**Request:** Could you render every line of the rows below as a Markdown table with the columns No. and Text, numbering each line and leaving out any blank ones?

—————

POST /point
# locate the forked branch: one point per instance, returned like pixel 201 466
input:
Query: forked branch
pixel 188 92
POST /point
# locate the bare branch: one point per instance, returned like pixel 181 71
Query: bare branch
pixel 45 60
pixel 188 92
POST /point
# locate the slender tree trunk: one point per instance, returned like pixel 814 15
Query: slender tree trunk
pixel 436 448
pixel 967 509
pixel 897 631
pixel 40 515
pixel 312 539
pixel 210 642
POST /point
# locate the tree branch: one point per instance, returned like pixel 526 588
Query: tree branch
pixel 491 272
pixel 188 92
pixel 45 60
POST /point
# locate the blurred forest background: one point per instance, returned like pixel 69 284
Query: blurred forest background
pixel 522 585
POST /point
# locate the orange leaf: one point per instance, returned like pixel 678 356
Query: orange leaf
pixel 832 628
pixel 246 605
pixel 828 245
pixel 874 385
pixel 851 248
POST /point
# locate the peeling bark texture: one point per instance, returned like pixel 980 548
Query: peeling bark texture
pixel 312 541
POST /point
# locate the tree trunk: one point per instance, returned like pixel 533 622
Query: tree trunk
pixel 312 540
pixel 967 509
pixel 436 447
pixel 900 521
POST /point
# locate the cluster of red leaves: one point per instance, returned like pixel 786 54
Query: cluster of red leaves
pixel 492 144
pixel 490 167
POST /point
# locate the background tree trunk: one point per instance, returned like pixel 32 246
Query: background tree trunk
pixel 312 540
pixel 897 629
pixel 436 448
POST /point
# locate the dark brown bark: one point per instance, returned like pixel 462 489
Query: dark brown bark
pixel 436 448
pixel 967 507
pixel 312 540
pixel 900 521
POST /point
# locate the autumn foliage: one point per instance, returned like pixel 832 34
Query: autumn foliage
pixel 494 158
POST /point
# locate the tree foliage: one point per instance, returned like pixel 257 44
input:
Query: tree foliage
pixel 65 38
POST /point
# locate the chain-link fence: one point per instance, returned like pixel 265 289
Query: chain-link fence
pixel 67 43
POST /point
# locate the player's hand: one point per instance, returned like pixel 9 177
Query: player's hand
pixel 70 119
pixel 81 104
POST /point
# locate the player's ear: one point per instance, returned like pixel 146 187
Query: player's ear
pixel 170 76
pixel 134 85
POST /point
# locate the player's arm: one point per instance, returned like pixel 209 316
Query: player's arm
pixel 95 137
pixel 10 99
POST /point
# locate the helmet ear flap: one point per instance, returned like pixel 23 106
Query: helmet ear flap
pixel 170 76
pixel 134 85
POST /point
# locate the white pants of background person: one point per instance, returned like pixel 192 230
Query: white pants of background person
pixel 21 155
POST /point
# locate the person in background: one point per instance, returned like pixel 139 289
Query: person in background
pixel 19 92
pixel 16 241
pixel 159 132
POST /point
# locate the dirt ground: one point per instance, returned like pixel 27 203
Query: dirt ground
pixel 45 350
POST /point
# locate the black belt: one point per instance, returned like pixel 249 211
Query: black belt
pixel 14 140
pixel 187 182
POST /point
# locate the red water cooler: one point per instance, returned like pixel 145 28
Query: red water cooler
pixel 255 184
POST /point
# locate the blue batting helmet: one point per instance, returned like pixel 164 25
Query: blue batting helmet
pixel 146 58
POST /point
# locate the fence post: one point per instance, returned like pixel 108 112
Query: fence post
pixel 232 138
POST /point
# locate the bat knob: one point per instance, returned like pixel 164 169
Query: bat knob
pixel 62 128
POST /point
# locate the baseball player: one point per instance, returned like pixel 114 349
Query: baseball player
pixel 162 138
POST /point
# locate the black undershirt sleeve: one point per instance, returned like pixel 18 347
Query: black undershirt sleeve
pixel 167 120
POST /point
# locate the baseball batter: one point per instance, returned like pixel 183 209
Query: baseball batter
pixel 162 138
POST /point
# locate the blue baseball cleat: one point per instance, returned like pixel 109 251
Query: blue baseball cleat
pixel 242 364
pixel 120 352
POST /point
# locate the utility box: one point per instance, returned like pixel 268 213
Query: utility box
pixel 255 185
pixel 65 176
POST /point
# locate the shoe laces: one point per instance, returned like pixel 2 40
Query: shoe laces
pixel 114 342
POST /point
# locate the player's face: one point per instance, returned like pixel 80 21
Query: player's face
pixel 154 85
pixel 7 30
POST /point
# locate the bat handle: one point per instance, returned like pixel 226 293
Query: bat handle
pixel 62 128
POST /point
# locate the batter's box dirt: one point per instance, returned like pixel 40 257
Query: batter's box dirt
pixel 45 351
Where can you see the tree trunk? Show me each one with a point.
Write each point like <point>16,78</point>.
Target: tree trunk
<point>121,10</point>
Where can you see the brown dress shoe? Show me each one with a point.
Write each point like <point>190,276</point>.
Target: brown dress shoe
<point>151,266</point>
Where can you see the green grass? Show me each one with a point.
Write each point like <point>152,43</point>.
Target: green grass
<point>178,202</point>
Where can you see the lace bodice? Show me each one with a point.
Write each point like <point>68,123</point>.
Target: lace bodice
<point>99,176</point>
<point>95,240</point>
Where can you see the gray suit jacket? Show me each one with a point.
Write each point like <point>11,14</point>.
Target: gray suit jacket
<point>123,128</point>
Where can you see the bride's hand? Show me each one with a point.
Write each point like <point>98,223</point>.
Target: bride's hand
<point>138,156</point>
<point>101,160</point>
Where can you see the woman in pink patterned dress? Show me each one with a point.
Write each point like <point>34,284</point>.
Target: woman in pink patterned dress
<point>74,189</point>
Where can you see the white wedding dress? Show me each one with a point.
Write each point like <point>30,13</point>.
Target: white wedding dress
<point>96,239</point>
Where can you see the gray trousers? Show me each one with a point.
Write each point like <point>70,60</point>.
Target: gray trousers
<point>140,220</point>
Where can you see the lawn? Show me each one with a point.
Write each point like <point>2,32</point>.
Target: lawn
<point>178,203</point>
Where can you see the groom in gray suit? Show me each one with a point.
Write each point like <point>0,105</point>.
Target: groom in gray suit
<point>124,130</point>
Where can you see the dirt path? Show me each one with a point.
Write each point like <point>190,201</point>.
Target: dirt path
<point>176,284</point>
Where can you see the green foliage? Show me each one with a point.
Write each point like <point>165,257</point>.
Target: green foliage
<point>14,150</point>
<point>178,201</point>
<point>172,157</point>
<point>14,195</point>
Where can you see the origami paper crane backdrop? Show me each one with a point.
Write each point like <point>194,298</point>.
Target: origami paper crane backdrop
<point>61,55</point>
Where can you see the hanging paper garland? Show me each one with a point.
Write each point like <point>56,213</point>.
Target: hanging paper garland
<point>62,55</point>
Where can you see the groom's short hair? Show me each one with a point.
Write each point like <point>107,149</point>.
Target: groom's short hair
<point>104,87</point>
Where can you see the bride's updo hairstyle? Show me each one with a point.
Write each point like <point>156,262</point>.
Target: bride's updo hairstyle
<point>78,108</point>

—————

**Problem solution:**
| No. | Text |
|---|---|
| 1 | POST /point |
| 2 | # locate the forked branch: one point per instance, returned like pixel 201 466 |
| 3 | input: |
| 4 | Query: forked branch |
| 5 | pixel 188 92 |
| 6 | POST /point |
| 7 | # locate the bare branch: one point per instance, returned like pixel 181 71 |
| 8 | Query: bare branch |
| 9 | pixel 45 60 |
| 10 | pixel 188 92 |
| 11 | POST /point |
| 12 | # locate the slender tree trunk: one point per instance, returned like pixel 814 15 |
| 13 | Query: slender tree trunk |
| 14 | pixel 436 448 |
| 15 | pixel 967 509 |
| 16 | pixel 897 631 |
| 17 | pixel 40 515 |
| 18 | pixel 312 539 |
| 19 | pixel 210 642 |
| 20 | POST /point |
| 21 | # locate the tree branch: one point per instance, returned like pixel 526 588 |
| 22 | Query: tree branch |
| 23 | pixel 491 272 |
| 24 | pixel 188 92 |
| 25 | pixel 45 60 |
| 26 | POST /point |
| 27 | # locate the blurred forest background: one point per instance, returned like pixel 69 284 |
| 28 | Query: blurred forest background |
| 29 | pixel 522 585 |
| 30 | POST /point |
| 31 | # locate the orange leaf: one point per instance, returned like pixel 678 356 |
| 32 | Query: orange leaf |
| 33 | pixel 832 628 |
| 34 | pixel 246 605 |
| 35 | pixel 828 245 |
| 36 | pixel 874 385 |
| 37 | pixel 851 248 |
| 38 | POST /point |
| 39 | # locate the peeling bark texture: one point per instance, returned like pixel 980 548 |
| 40 | Query: peeling bark texture |
| 41 | pixel 312 541 |
| 42 | POST /point |
| 43 | # locate the tree trunk: one point per instance, returned like pixel 533 622 |
| 44 | Query: tree trunk |
| 45 | pixel 312 540 |
| 46 | pixel 967 509 |
| 47 | pixel 436 447 |
| 48 | pixel 900 521 |
| 49 | POST /point |
| 50 | # locate the cluster of red leaves: one point per instance, returned like pixel 786 54 |
| 51 | Query: cluster of red leaves |
| 52 | pixel 492 144 |
| 53 | pixel 490 167 |
| 54 | POST /point |
| 55 | # locate the background tree trunk: one point per instance, returned like pixel 32 246 |
| 56 | Query: background tree trunk |
| 57 | pixel 312 540 |
| 58 | pixel 897 629 |
| 59 | pixel 436 448 |
| 60 | POST /point |
| 61 | # locate the dark brown bark: one point per instance, returned like pixel 462 489 |
| 62 | Query: dark brown bark |
| 63 | pixel 436 448 |
| 64 | pixel 967 507 |
| 65 | pixel 312 540 |
| 66 | pixel 900 521 |
| 67 | POST /point |
| 68 | # locate the autumn foliage: one point per instance, returned like pixel 832 34 |
| 69 | Query: autumn foliage |
| 70 | pixel 494 158 |
| 71 | POST /point |
| 72 | # locate the tree foliage: one point per instance, returned like pixel 257 44 |
| 73 | input: |
| 74 | Query: tree foliage |
| 75 | pixel 65 38 |
| 76 | POST /point |
| 77 | # locate the chain-link fence: one point per instance, returned like pixel 265 289 |
| 78 | Query: chain-link fence |
| 79 | pixel 67 43 |
| 80 | POST /point |
| 81 | # locate the player's hand: one point per instance, returned like pixel 9 177 |
| 82 | Query: player's hand |
| 83 | pixel 70 119 |
| 84 | pixel 81 104 |
| 85 | POST /point |
| 86 | # locate the player's ear: one point per instance, returned like pixel 146 187 |
| 87 | Query: player's ear |
| 88 | pixel 170 76 |
| 89 | pixel 134 85 |
| 90 | POST /point |
| 91 | # locate the player's arm: one point per instance, returned like pixel 209 316 |
| 92 | Query: player's arm |
| 93 | pixel 95 137 |
| 94 | pixel 10 99 |
| 95 | POST /point |
| 96 | # locate the helmet ear flap: one point per instance, returned like pixel 23 106 |
| 97 | Query: helmet ear flap |
| 98 | pixel 170 76 |
| 99 | pixel 134 85 |
| 100 | POST /point |
| 101 | # locate the white pants of background person: one point per instance, returned like pixel 192 230 |
| 102 | Query: white pants of background person |
| 103 | pixel 21 155 |
| 104 | POST /point |
| 105 | # locate the person in background: one point per instance, returned like pixel 139 289 |
| 106 | Query: person in background |
| 107 | pixel 19 92 |
| 108 | pixel 16 241 |
| 109 | pixel 159 132 |
| 110 | POST /point |
| 111 | # locate the dirt ground: one point per instance, returned like pixel 27 203 |
| 112 | Query: dirt ground |
| 113 | pixel 45 350 |
| 114 | POST /point |
| 115 | # locate the black belt: one point per instance, returned like pixel 249 211 |
| 116 | Query: black belt |
| 117 | pixel 14 140 |
| 118 | pixel 187 182 |
| 119 | POST /point |
| 120 | # locate the red water cooler: one point per instance, returned like pixel 145 28 |
| 121 | Query: red water cooler |
| 122 | pixel 255 184 |
| 123 | POST /point |
| 124 | # locate the blue batting helmet: one point per instance, returned like pixel 164 25 |
| 125 | Query: blue batting helmet |
| 126 | pixel 146 58 |
| 127 | POST /point |
| 128 | # locate the fence post: one point per instance, returned like pixel 108 112 |
| 129 | Query: fence post |
| 130 | pixel 232 138 |
| 131 | POST /point |
| 132 | # locate the bat knob: one point per instance, returned like pixel 164 169 |
| 133 | Query: bat knob |
| 134 | pixel 62 128 |
| 135 | POST /point |
| 136 | # locate the baseball player: one point per instance, returned like pixel 114 349 |
| 137 | Query: baseball player |
| 138 | pixel 162 138 |
| 139 | POST /point |
| 140 | # locate the black undershirt sleeve: one point per instance, returned like pixel 18 347 |
| 141 | Query: black undershirt sleeve |
| 142 | pixel 167 120 |
| 143 | POST /point |
| 144 | # locate the baseball batter: one point per instance, returned like pixel 183 209 |
| 145 | Query: baseball batter |
| 146 | pixel 162 138 |
| 147 | POST /point |
| 148 | # locate the blue baseball cleat: one point per instance, returned like pixel 109 251 |
| 149 | Query: blue baseball cleat |
| 150 | pixel 242 364 |
| 151 | pixel 120 352 |
| 152 | POST /point |
| 153 | # locate the utility box: one point per instance, returned like pixel 268 213 |
| 154 | Query: utility box |
| 155 | pixel 255 185 |
| 156 | pixel 65 176 |
| 157 | POST /point |
| 158 | # locate the shoe laces: one point per instance, returned like pixel 2 40 |
| 159 | Query: shoe laces |
| 160 | pixel 114 342 |
| 161 | POST /point |
| 162 | # locate the player's face: one point per instance, returned like pixel 80 21 |
| 163 | Query: player's face |
| 164 | pixel 154 85 |
| 165 | pixel 7 30 |
| 166 | POST /point |
| 167 | # locate the bat handle: one point per instance, returned like pixel 226 293 |
| 168 | Query: bat handle |
| 169 | pixel 62 128 |
| 170 | POST /point |
| 171 | # locate the batter's box dirt: one point per instance, returned like pixel 40 257 |
| 172 | Query: batter's box dirt |
| 173 | pixel 45 351 |
| 174 | Where can you see the tree trunk? Show me each one with a point. |
| 175 | Write each point like <point>16,78</point>. |
| 176 | Target: tree trunk |
| 177 | <point>121,10</point> |
| 178 | Where can you see the brown dress shoe? Show me each one with a point. |
| 179 | Write each point like <point>190,276</point>. |
| 180 | Target: brown dress shoe |
| 181 | <point>151,266</point> |
| 182 | Where can you see the green grass? Show me each one with a point. |
| 183 | Write each point like <point>152,43</point>. |
| 184 | Target: green grass |
| 185 | <point>178,202</point> |
| 186 | Where can you see the lace bodice? Show me each one with a point. |
| 187 | Write each point like <point>68,123</point>. |
| 188 | Target: lace bodice |
| 189 | <point>99,176</point> |
| 190 | <point>95,240</point> |
| 191 | Where can you see the gray suit jacket? Show me each one with a point. |
| 192 | Write each point like <point>11,14</point>. |
| 193 | Target: gray suit jacket |
| 194 | <point>123,128</point> |
| 195 | Where can you see the bride's hand? Show me each one with a point. |
| 196 | Write each point like <point>98,223</point>. |
| 197 | Target: bride's hand |
| 198 | <point>138,156</point> |
| 199 | <point>101,160</point> |
| 200 | Where can you see the woman in pink patterned dress? Show me each one with a point. |
| 201 | Write each point like <point>34,284</point>. |
| 202 | Target: woman in pink patterned dress |
| 203 | <point>74,189</point> |
| 204 | Where can you see the white wedding dress? Show me each one with a point. |
| 205 | Write each point like <point>30,13</point>. |
| 206 | Target: white wedding dress |
| 207 | <point>96,239</point> |
| 208 | Where can you see the gray trousers? Show me each one with a point. |
| 209 | Write each point like <point>70,60</point>. |
| 210 | Target: gray trousers |
| 211 | <point>140,220</point> |
| 212 | Where can you see the lawn? Show me each one with a point. |
| 213 | Write each point like <point>2,32</point>. |
| 214 | Target: lawn |
| 215 | <point>178,203</point> |
| 216 | Where can you see the groom in gray suit? Show me each one with a point. |
| 217 | Write each point like <point>0,105</point>. |
| 218 | Target: groom in gray suit |
| 219 | <point>124,130</point> |
| 220 | Where can you see the dirt path? Show me each one with a point. |
| 221 | Write each point like <point>190,201</point>. |
| 222 | Target: dirt path |
| 223 | <point>176,284</point> |
| 224 | Where can you see the green foliage? Show me each one with a point. |
| 225 | Write each point like <point>165,257</point>. |
| 226 | Target: green foliage |
| 227 | <point>14,150</point> |
| 228 | <point>178,201</point> |
| 229 | <point>172,157</point> |
| 230 | <point>14,195</point> |
| 231 | Where can you see the origami paper crane backdrop? Show me each one with a point. |
| 232 | Write each point like <point>194,298</point>. |
| 233 | Target: origami paper crane backdrop |
| 234 | <point>61,55</point> |
| 235 | Where can you see the hanging paper garland? Show me each one with a point. |
| 236 | Write each point like <point>56,213</point>. |
| 237 | Target: hanging paper garland |
| 238 | <point>62,55</point> |
| 239 | Where can you see the groom's short hair? Show me each one with a point. |
| 240 | Write each point like <point>107,149</point>. |
| 241 | Target: groom's short hair |
| 242 | <point>104,87</point> |
| 243 | Where can you see the bride's updo hairstyle? Show me each one with a point. |
| 244 | Write each point like <point>156,262</point>. |
| 245 | Target: bride's updo hairstyle |
| 246 | <point>78,108</point> |